[Text segment]:
— Start —

Office is a 2015 Hong Kong-Chinese musical comedy-drama film produced and directed by Johnnie To and starring Chow Yun-fat, Sylvia Chang, Eason Chan and Tang Wei. The film is an adaptation of the 2008 play Design for Living, which was created by and starred Chang. Office premiered at the 2015 Toronto International Film Festival and was theatrically released in China on 2 September 2015 and in Hong Kong in 3D on 24 September 2015.

Plot
Billion-dollar company Jones & Sunn is going public. Chairman Ho Chung-ping (Chow Yun-fat) has promised CEO Winnie Cheung (Sylvia Chang), who has been his mistress for more than twenty years, that she will become a major shareholder of the company. As the IPO team enters the company to audit its accounts, a series of inside stories starts to be revealed.

Lee Xiang (Wang Ziyi), a new hire at Jones & Sunn, brings with him youthful ideals and dreams. Within the neoliberal market, the logic of intrigue rules, complicated by entanglements of love-hate relationships, which weaves a power play and a pathos-laden tragedy inside the office.

Cast
Chow Yun-fat as Ho Chung-ping (何仲平)
Sylvia Chang as Winnie Cheung (張威)
Eason Chan as David Wong (王大偉)
Tang Wei as Sophie (蘇菲)
Wang Ziyi as Lee Xiang (李想)
Lang Yueting as Kat Ho (何琪琪)

— End —

[Work instructions]:
1. Check statements (a), (b) and (c) against the film overview. Answer yes or no to each, quoting the words from the text that decide it.
(a) Office premiered at the 2015 Toronto International Film Festival.
(b) Office was released in Hong Kong on 2 September 2015.
(c) Winnie Cheung has been Ho Chung-ping's mistress for more than twenty years.
2. Answer these questions using the film overview:
(a) What play is the film adapted from?
(b) Who plays Lee Xiang?
(c) Which role does Lang Yueting play?
3. Turn the paragraph of the film overview that begins "Billion-dollar company Jones & Sunn" into a short list that keeps its main facts.

Data listing
— Start —

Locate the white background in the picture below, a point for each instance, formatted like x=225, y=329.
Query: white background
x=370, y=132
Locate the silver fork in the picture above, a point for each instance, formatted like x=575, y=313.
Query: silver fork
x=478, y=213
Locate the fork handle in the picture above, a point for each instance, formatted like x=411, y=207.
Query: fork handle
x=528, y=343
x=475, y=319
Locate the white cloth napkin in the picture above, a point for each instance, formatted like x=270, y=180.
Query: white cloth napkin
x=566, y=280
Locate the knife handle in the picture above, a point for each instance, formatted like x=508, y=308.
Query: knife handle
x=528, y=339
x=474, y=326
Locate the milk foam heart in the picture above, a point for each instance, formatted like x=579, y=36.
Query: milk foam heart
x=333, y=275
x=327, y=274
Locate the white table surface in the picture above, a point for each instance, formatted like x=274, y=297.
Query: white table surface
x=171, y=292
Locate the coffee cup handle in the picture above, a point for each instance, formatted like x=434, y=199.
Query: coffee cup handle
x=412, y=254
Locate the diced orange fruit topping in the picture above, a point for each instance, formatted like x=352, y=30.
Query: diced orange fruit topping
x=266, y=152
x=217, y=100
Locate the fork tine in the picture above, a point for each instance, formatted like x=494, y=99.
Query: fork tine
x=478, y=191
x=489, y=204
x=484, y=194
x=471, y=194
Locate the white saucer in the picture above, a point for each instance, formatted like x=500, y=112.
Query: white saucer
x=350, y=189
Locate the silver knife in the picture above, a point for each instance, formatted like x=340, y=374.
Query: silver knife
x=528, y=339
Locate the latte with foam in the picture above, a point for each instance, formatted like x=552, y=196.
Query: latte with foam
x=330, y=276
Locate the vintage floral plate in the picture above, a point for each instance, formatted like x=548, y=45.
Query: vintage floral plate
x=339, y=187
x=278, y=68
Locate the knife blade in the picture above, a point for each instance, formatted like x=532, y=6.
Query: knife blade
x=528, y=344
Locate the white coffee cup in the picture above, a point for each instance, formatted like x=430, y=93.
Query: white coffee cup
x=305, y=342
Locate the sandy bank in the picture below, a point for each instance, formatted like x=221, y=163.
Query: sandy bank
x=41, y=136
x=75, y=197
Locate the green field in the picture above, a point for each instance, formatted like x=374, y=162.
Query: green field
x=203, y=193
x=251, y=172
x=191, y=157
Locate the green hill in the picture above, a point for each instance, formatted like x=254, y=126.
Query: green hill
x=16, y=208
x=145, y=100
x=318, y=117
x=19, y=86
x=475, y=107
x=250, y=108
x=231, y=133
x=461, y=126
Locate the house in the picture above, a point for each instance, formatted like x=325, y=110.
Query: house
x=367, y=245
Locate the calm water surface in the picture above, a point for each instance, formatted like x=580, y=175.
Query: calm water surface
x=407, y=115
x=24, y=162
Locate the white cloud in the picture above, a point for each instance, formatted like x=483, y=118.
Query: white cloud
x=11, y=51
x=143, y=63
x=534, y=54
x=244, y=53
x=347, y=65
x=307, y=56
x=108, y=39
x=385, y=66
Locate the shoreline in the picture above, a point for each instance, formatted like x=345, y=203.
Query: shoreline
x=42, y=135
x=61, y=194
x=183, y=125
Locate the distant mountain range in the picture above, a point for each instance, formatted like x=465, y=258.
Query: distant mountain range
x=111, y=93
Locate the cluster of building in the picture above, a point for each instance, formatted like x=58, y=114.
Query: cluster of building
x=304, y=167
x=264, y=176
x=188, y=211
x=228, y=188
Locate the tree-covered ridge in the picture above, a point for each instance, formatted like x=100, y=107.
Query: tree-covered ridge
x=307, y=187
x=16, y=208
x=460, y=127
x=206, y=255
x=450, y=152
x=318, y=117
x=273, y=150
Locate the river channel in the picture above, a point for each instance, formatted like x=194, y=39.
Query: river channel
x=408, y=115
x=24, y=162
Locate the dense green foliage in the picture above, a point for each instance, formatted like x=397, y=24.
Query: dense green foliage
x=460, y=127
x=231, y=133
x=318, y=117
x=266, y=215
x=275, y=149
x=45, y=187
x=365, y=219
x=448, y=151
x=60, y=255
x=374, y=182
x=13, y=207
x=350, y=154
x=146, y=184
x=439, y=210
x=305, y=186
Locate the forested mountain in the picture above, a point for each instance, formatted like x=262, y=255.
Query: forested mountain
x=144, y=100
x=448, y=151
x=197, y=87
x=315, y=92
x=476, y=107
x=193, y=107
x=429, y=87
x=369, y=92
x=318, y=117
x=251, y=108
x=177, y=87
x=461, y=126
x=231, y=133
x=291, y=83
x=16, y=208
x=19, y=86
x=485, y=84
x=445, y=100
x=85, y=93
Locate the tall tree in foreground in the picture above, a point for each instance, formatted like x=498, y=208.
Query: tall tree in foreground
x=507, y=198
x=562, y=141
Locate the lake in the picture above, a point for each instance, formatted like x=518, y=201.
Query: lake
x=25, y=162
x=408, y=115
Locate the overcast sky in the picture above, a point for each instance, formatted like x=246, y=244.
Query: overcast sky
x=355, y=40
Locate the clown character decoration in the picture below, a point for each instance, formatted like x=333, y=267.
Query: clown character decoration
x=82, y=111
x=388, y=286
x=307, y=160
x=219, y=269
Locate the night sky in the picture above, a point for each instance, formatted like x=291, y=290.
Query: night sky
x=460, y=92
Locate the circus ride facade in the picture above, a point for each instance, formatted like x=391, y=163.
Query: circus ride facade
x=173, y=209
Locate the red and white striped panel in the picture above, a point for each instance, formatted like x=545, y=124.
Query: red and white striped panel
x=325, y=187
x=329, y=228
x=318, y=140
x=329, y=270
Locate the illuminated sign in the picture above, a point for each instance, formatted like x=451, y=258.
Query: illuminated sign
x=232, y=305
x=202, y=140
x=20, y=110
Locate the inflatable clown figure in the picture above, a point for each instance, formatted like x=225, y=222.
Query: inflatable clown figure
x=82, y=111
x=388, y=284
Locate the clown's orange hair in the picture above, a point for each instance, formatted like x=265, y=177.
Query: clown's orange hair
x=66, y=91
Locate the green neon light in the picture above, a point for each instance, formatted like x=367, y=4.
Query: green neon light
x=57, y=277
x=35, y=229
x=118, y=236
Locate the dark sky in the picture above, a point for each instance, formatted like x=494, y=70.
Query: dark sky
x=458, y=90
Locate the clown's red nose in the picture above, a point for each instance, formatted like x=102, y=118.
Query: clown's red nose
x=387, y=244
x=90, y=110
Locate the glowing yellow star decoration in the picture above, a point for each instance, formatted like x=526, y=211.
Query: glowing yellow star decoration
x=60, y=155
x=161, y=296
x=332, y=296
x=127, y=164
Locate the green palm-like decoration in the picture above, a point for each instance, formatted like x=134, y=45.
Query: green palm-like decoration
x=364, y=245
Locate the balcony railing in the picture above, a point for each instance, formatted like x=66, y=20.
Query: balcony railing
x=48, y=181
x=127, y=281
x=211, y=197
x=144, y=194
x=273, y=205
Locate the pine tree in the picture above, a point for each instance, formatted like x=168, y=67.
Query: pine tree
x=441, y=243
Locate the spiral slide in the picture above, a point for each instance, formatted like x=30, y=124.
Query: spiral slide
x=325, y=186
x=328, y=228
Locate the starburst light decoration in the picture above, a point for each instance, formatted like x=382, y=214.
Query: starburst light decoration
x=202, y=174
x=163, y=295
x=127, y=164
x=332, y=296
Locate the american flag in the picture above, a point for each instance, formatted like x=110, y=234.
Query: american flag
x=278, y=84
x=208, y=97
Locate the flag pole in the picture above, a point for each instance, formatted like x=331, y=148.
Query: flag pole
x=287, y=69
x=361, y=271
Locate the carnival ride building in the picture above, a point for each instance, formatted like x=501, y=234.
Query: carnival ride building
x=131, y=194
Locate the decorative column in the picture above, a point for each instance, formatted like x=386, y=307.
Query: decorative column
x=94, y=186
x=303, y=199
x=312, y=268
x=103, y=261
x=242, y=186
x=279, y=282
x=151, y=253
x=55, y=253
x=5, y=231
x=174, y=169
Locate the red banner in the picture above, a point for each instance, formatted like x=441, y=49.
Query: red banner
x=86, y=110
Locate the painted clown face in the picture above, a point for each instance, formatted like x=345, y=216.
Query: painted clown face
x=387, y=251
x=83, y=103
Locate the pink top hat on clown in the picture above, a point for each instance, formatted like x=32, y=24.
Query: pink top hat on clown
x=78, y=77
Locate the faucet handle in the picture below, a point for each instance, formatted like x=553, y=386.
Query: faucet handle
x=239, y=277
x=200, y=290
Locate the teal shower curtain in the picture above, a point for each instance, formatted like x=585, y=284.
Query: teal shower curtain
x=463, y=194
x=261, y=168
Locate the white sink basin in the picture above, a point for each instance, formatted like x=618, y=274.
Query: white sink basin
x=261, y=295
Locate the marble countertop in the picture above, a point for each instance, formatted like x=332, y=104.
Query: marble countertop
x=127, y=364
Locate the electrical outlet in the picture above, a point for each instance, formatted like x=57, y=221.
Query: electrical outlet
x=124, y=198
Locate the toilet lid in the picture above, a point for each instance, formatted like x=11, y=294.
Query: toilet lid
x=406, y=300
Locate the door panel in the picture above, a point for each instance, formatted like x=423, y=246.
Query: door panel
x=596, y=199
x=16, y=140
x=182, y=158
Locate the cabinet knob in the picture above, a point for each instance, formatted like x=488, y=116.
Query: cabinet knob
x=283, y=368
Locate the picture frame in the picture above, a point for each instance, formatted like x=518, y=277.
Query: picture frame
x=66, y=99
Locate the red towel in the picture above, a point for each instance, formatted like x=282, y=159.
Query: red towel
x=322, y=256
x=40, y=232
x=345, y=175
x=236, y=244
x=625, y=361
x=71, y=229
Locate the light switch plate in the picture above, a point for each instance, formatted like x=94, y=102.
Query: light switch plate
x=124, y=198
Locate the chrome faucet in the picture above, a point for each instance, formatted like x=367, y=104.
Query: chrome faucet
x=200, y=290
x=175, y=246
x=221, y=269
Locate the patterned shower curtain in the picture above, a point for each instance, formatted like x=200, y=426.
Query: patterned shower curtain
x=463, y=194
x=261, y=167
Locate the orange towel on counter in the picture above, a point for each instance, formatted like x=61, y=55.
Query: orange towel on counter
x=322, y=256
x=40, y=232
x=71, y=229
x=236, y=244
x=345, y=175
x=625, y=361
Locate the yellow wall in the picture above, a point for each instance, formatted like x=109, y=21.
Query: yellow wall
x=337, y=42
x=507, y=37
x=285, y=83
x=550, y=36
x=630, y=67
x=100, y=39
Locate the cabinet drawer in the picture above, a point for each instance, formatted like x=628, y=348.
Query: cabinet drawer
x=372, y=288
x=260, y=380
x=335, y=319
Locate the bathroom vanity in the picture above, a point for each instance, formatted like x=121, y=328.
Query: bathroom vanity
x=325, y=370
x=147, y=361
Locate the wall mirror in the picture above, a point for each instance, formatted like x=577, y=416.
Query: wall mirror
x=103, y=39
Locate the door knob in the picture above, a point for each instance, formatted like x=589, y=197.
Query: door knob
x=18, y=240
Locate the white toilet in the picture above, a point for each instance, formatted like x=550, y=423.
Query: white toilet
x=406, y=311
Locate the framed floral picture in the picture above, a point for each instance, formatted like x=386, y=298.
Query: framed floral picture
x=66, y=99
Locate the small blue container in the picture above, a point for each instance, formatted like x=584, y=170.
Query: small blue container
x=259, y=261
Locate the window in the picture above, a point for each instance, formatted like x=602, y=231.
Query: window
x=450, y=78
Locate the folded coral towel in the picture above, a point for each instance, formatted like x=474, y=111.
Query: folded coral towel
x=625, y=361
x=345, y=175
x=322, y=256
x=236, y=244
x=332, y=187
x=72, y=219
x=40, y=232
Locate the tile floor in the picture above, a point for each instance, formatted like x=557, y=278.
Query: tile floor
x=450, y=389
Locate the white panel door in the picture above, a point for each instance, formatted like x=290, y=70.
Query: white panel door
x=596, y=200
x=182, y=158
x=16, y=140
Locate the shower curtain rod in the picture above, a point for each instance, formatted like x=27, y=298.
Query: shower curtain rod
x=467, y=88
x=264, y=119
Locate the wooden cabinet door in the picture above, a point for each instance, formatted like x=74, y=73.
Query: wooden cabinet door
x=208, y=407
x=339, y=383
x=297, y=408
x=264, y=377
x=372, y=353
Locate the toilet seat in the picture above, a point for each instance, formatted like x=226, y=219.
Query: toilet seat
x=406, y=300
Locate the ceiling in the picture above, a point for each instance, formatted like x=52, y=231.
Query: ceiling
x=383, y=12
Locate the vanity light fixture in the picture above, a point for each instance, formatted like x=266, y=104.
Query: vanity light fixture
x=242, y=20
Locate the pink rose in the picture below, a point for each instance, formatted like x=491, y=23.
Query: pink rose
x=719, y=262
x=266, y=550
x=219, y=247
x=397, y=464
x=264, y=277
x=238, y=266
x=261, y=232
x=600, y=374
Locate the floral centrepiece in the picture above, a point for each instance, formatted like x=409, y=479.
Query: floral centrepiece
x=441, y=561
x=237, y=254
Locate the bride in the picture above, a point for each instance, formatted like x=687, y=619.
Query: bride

— End —

[The replies]:
1.
(a) Yes: "Office premiered at the 2015 Toronto International Film Festival"
(b) No: "in Hong Kong in 3D on 24 September 2015"
(c) Yes: "who has been his mistress for more than twenty years"

2.
(a) The 2008 play Design for Living
(b) Wang Ziyi
(c) Kat Ho

3.
- Jones & Sunn, a billion-dollar company, is going public.
- Chairman Ho Chung-ping has promised CEO Winnie Cheung, his mistress of over twenty years, that she will become a major shareholder.
- Inside stories start to come out once the IPO team arrives to audit the accounts.